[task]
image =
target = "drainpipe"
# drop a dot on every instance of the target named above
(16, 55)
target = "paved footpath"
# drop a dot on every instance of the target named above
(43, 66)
^^^^^^^^^^^^^^^^
» **Task item**: The answer must be an exact copy of every entry.

» **Solution for this exercise**:
[task]
image =
target = "drainpipe"
# drop a dot on every instance of the target named above
(16, 55)
target = "paved footpath"
# drop a dot on every instance of the target named above
(43, 66)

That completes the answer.